Viewed this way, much of the fin-lit movement looks like a bait-and-switch maneuver by the financial industry.

The technology industry and the medical profession don’t spend billions of dollars a year propagandizing for “technology literacy” or “health-care literacy” – almost certainly because they know their customers are willing to delegate decisions to professionals in those fields. Why, then, does the financial-services industry invest such ungodly amounts of time and money – including the taxpayers’ money – in promoting fin lit?

One obvious possibility: The banks and brokers know the public doesn’t trust them – and thus want to give members of the public the false impression that they themselves are in charge of their own financial destiny. Once you accept the myth that “we can just let consumers be their own regulators,” Willis told me in an interview, then you don’t have to acknowledge that “we’re at the point where the financial system has gotten too complex and sophisticated for many folks to be managing it on their own.”

In my opinion, the best way to think of most fin-lit programs is as the equivalent of the alcohol industry’s “Drink responsibly” campaign.

We expect individuals to monitor their own drinking behavior; we don’t expect alcohol companies to do it for them. We also recognize as a society that some people are alcoholics who can’t easily monitor their drinking behavior – and that “education” produced by brewers and distillers probably isn’t the best way to help these folks.

▶ _STUDY QUESTIONS_:
**1.** In the passage on financial literacy, what does the author say is the best way to think of most fin-lit programs?
**2.** Please quote the part of the financial literacy passage that opens with the words containing "Viewed this way, much" and closes with "promoting fin lit?".

▶ _RECORD EXTRACTS_:

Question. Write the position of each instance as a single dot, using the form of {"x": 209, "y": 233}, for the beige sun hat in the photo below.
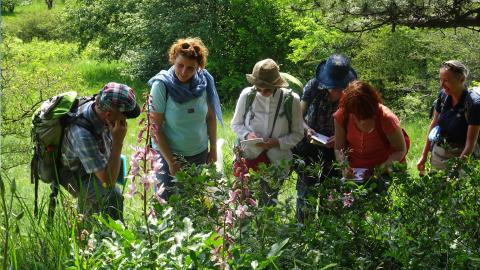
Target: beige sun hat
{"x": 266, "y": 74}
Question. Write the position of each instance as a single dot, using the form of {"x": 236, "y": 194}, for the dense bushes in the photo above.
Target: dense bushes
{"x": 429, "y": 222}
{"x": 237, "y": 33}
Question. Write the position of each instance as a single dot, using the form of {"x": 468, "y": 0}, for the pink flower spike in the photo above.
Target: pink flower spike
{"x": 140, "y": 135}
{"x": 252, "y": 202}
{"x": 232, "y": 196}
{"x": 132, "y": 189}
{"x": 158, "y": 194}
{"x": 229, "y": 218}
{"x": 330, "y": 197}
{"x": 242, "y": 212}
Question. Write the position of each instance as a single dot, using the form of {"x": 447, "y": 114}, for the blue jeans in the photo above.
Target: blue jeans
{"x": 164, "y": 175}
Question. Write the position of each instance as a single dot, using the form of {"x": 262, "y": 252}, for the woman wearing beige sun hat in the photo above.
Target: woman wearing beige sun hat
{"x": 270, "y": 112}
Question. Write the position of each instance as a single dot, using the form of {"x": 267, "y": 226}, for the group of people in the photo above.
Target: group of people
{"x": 360, "y": 131}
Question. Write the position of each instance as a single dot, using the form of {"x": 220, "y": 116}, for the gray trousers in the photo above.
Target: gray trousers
{"x": 92, "y": 196}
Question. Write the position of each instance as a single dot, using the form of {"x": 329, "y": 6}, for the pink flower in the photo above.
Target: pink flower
{"x": 148, "y": 179}
{"x": 242, "y": 212}
{"x": 252, "y": 202}
{"x": 140, "y": 135}
{"x": 232, "y": 196}
{"x": 157, "y": 165}
{"x": 229, "y": 218}
{"x": 132, "y": 189}
{"x": 152, "y": 154}
{"x": 159, "y": 193}
{"x": 347, "y": 199}
{"x": 330, "y": 197}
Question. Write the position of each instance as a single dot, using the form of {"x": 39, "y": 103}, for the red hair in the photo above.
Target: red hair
{"x": 361, "y": 99}
{"x": 192, "y": 48}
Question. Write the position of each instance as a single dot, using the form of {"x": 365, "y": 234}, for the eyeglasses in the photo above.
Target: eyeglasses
{"x": 186, "y": 46}
{"x": 452, "y": 67}
{"x": 263, "y": 90}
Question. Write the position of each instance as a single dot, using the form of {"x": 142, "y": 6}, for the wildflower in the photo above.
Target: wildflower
{"x": 242, "y": 212}
{"x": 347, "y": 199}
{"x": 229, "y": 218}
{"x": 232, "y": 196}
{"x": 132, "y": 189}
{"x": 148, "y": 179}
{"x": 157, "y": 165}
{"x": 330, "y": 197}
{"x": 252, "y": 202}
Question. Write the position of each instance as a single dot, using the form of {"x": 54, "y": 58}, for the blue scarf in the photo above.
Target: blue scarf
{"x": 181, "y": 93}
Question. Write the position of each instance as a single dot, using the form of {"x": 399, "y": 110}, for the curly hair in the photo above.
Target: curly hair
{"x": 192, "y": 48}
{"x": 456, "y": 67}
{"x": 361, "y": 99}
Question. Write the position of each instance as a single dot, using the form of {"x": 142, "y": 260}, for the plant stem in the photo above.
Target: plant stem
{"x": 7, "y": 229}
{"x": 147, "y": 147}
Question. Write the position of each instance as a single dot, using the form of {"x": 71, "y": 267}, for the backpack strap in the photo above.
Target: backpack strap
{"x": 276, "y": 112}
{"x": 248, "y": 102}
{"x": 288, "y": 108}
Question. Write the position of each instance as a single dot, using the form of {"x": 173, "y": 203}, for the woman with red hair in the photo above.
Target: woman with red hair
{"x": 367, "y": 133}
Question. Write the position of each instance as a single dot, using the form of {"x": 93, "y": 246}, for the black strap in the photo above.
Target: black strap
{"x": 276, "y": 112}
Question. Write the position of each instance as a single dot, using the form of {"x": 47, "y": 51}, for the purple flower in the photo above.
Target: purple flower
{"x": 229, "y": 218}
{"x": 232, "y": 196}
{"x": 330, "y": 197}
{"x": 347, "y": 199}
{"x": 132, "y": 189}
{"x": 242, "y": 212}
{"x": 159, "y": 193}
{"x": 148, "y": 179}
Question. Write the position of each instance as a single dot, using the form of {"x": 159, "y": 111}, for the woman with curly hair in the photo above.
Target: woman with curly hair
{"x": 184, "y": 110}
{"x": 367, "y": 133}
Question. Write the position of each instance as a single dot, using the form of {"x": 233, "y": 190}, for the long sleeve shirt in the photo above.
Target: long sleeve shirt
{"x": 259, "y": 119}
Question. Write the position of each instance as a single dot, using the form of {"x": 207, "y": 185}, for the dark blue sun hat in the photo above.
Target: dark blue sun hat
{"x": 335, "y": 73}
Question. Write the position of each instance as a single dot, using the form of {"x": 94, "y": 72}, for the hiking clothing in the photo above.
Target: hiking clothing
{"x": 367, "y": 150}
{"x": 83, "y": 154}
{"x": 185, "y": 125}
{"x": 259, "y": 119}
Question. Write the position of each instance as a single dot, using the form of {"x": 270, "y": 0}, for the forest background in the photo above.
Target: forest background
{"x": 49, "y": 47}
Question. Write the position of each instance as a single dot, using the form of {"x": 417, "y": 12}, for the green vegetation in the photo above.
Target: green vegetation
{"x": 429, "y": 222}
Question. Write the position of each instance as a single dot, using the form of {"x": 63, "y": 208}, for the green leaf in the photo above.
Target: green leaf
{"x": 276, "y": 249}
{"x": 19, "y": 216}
{"x": 328, "y": 266}
{"x": 117, "y": 228}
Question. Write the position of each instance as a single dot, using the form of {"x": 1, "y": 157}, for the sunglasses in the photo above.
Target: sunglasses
{"x": 452, "y": 67}
{"x": 263, "y": 90}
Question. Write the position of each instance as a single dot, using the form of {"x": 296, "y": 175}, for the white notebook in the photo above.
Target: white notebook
{"x": 319, "y": 139}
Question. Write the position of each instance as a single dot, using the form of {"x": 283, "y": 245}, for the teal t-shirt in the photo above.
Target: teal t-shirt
{"x": 184, "y": 125}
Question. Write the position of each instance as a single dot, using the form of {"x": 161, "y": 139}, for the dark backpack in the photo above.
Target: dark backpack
{"x": 467, "y": 108}
{"x": 48, "y": 124}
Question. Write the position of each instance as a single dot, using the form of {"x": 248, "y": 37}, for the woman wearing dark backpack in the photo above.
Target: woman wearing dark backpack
{"x": 368, "y": 135}
{"x": 454, "y": 129}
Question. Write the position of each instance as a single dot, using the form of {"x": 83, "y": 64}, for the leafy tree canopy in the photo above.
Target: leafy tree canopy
{"x": 364, "y": 15}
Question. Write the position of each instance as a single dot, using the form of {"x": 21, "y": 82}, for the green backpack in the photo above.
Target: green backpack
{"x": 48, "y": 124}
{"x": 287, "y": 105}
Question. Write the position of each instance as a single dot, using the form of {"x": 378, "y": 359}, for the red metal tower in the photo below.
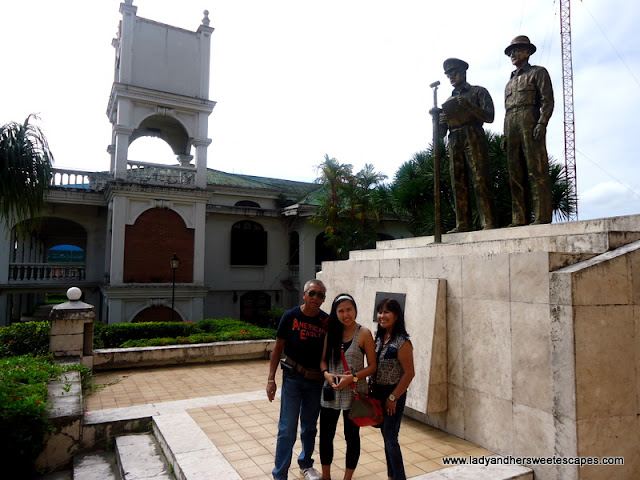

▶ _ANSWERS_:
**1.** As the equivalent of the alcohol industry's "Drink responsibly" campaign.

**2.**
Viewed this way, much of the fin-lit movement looks like a bait-and-switch maneuver by the financial industry.

The technology industry and the medical profession don’t spend billions of dollars a year propagandizing for “technology literacy” or “health-care literacy” – almost certainly because they know their customers are willing to delegate decisions to professionals in those fields. Why, then, does the financial-services industry invest such ungodly amounts of time and money – including the taxpayers’ money – in promoting fin lit?